**EXCERPTED PASSAGE:**
Figure 7. Paneth cell number increases in organoids overexpressing Sox9.

(a) Immunofluorescent stain for Sox9 (red), DAPI (blue) and EpCAM (green) is shown in organoids transduced with lentivirus expressing doxycycline-dependent inducible Sox9 (Sox9-Fuw). Sox9 (Sox9-Fuw Dox(+)) was induced by doxycycline (1 μg ml⁻¹) for 5 days; controls were cultured for 5 days without doxycycline. (b) Representative western blot for Sox9 in control and induced organoids is shown. Densitometry±s.d. was performed on three repeat western blots. **P<0.01; two-tailed t-test. (c) Sox9 mRNA (mean±s.d.) was assessed by qPCR from two experiments performed in triplicate in control and induced organoids. Gapdh was used to control for loading. **P<0.01; two-tailed Student's t-test. (d) Typical organoids from uninduced controls (left) and induced (right) cultures are shown. (e) PSA±s.d. of organoids (n=52 per group) are shown. **P<0.01; two-tailed Student's t-test. (f) PSA±s.d. of buds (n=52 per group) are shown. **P<0.01; two-tailed Student's t-test. (g) Paneth cells identified as granular cells using phase contrast microscopy within individual buds are shown. (h) Granular cell frequency (mean±s.d.) was estimated by dividing the total granular cell number by the total bud PSA (n=52 per group). **P<0.01; Mann–Whitney test. (i) Paneth cells were identified based on lysozyme stain (red) in cells delineated by EpCAM (green) for cell membrane and (DAPI) for nuclei. (j) Paneth cell frequency (mean±s.d.) was ascertained by dividing the number of lysozyme staining cells (red) delineated by EpCAM (green) by the total cell number (DAPI) per bud (n=35 per group). **P<0.01; Mann–Whitney test. (k) Relative expression of Defc-rs (mean±s.d.) was compared in uninduced control and Sox9-induced organoids by qPCR from two experiments performed in triplicate. Gapdh was used to control for loading. **P<0.01; two-tailed Student's t-test. Scale bars, 50 μm.

**WHAT YOU WILL DO:**
Render this sentence from the Sox9 organoid figure caption in Spanish: "Typical organoids from uninduced controls (left) and induced (right) cultures are shown."

**DATASET CONTENT:**
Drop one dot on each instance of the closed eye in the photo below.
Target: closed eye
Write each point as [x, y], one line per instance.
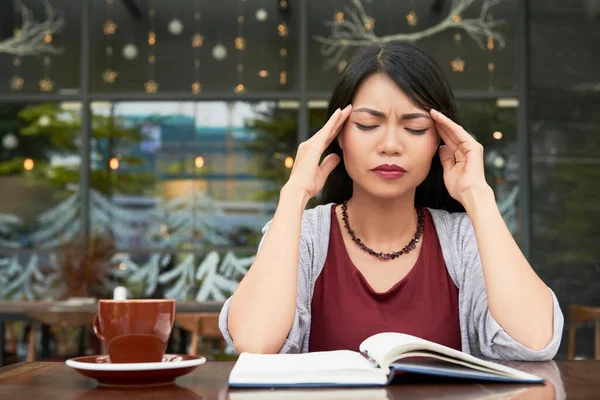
[366, 127]
[417, 131]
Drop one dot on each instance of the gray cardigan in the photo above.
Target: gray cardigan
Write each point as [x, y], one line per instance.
[481, 335]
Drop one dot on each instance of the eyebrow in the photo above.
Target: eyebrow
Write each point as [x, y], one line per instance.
[380, 114]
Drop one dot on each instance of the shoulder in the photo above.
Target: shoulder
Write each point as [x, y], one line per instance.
[316, 222]
[453, 227]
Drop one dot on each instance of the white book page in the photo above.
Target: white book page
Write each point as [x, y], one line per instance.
[341, 366]
[386, 347]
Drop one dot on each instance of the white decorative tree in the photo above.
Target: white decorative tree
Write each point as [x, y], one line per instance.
[184, 273]
[188, 218]
[29, 38]
[24, 283]
[213, 285]
[8, 224]
[357, 29]
[147, 273]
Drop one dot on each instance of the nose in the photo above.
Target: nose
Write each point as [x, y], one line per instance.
[391, 142]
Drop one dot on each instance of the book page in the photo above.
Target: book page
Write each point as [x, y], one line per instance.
[387, 347]
[327, 368]
[317, 361]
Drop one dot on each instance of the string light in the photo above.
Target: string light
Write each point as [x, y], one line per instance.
[109, 28]
[283, 32]
[46, 84]
[151, 85]
[114, 163]
[28, 164]
[16, 82]
[197, 42]
[491, 66]
[240, 45]
[457, 64]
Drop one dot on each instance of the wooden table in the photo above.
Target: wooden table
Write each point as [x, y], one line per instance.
[572, 379]
[23, 310]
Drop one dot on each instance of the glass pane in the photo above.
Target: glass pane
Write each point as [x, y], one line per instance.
[45, 56]
[469, 66]
[194, 46]
[39, 174]
[188, 175]
[496, 129]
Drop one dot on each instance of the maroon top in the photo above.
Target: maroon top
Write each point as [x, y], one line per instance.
[346, 310]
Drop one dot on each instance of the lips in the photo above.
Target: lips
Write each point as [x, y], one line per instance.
[389, 171]
[389, 168]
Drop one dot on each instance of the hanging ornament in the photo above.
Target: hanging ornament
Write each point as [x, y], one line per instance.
[261, 15]
[197, 40]
[196, 87]
[46, 85]
[240, 43]
[109, 76]
[16, 83]
[130, 51]
[151, 86]
[219, 52]
[239, 88]
[109, 27]
[282, 29]
[10, 141]
[44, 121]
[412, 19]
[175, 27]
[458, 65]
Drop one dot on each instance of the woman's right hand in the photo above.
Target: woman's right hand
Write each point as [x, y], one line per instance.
[307, 175]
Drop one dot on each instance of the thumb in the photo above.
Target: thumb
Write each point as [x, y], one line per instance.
[446, 157]
[329, 163]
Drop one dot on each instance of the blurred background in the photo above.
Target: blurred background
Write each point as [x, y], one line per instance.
[143, 142]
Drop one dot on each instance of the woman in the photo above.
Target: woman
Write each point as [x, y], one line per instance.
[408, 238]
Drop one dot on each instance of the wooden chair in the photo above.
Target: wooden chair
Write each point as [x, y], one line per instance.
[201, 325]
[577, 315]
[56, 319]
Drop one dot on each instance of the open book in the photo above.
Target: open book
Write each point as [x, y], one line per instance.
[381, 356]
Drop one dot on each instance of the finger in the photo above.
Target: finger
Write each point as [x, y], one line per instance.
[330, 131]
[329, 163]
[459, 156]
[447, 139]
[446, 157]
[453, 130]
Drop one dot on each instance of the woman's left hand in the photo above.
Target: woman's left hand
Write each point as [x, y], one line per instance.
[461, 157]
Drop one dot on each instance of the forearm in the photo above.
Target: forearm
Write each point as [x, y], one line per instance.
[262, 308]
[518, 299]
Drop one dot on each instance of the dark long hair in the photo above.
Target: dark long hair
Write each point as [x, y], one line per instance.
[423, 81]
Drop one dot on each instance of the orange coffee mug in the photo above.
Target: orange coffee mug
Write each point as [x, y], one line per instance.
[135, 331]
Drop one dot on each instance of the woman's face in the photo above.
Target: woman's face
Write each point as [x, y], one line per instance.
[386, 127]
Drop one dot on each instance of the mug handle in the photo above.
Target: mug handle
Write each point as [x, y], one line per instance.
[97, 329]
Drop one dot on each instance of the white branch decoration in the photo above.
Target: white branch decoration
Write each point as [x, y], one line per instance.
[30, 39]
[352, 31]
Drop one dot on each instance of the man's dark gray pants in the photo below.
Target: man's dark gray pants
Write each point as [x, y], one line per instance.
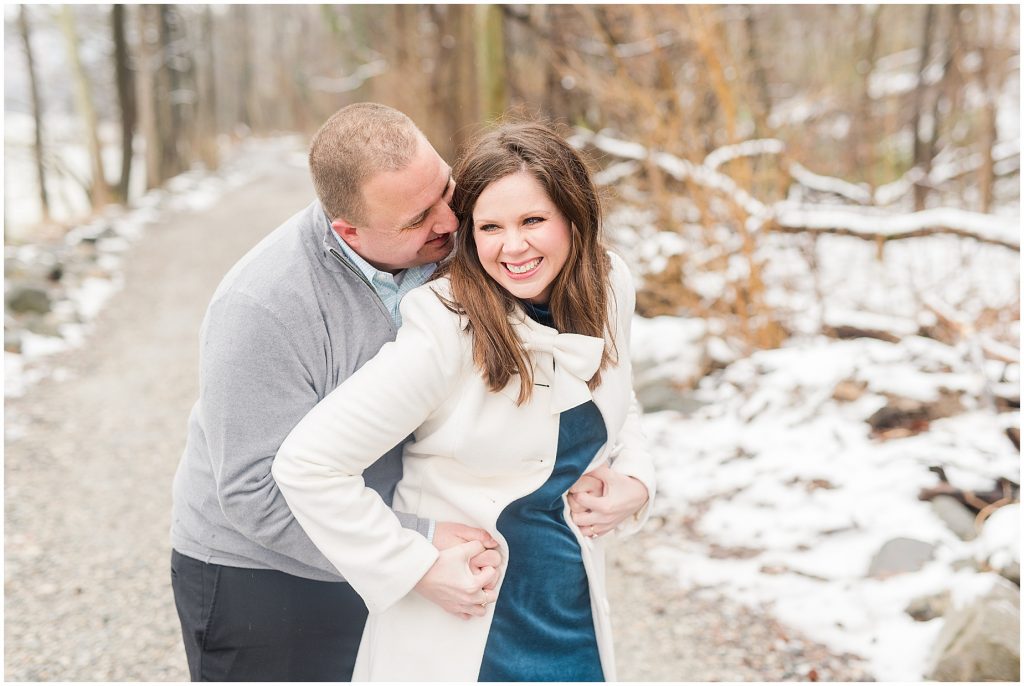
[262, 625]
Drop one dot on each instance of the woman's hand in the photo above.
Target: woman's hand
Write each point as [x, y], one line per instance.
[597, 510]
[454, 586]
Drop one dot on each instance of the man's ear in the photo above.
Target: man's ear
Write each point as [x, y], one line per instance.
[346, 232]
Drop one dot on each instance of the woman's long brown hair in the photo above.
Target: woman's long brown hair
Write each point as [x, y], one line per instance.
[580, 293]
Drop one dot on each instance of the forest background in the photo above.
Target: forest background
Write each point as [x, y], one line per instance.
[774, 175]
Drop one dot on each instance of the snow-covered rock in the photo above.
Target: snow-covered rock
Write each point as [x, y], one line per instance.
[981, 640]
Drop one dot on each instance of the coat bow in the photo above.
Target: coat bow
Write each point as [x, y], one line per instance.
[577, 358]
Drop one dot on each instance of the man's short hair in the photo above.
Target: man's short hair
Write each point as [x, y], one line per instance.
[358, 141]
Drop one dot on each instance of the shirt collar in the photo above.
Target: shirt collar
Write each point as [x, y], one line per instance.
[375, 275]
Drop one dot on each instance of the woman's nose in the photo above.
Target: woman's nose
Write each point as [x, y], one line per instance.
[515, 242]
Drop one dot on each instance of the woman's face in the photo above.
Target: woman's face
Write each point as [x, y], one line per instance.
[521, 238]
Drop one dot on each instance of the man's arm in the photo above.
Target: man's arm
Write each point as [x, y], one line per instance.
[318, 468]
[255, 388]
[624, 500]
[616, 497]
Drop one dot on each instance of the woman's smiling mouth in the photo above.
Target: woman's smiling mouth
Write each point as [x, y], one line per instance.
[522, 269]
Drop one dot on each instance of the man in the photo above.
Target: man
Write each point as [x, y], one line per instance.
[299, 313]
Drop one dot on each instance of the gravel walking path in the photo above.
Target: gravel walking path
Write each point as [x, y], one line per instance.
[88, 485]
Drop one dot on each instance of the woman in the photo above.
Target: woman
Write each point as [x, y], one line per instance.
[512, 373]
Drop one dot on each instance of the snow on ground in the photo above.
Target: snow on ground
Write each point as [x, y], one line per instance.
[114, 231]
[794, 483]
[792, 496]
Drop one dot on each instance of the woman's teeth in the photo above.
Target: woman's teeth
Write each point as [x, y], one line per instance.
[522, 268]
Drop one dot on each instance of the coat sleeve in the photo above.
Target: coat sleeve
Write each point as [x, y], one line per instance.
[255, 386]
[318, 467]
[630, 455]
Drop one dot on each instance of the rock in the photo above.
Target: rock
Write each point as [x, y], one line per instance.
[998, 546]
[905, 417]
[900, 556]
[925, 608]
[670, 356]
[980, 642]
[956, 516]
[44, 326]
[848, 391]
[25, 298]
[11, 341]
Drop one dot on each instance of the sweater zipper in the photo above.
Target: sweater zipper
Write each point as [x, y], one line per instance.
[363, 277]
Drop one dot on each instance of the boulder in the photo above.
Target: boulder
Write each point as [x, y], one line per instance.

**RESPONSE AREA:**
Se muestran organoides típicos de cultivos control no inducidos (izquierda) e inducidos (derecha).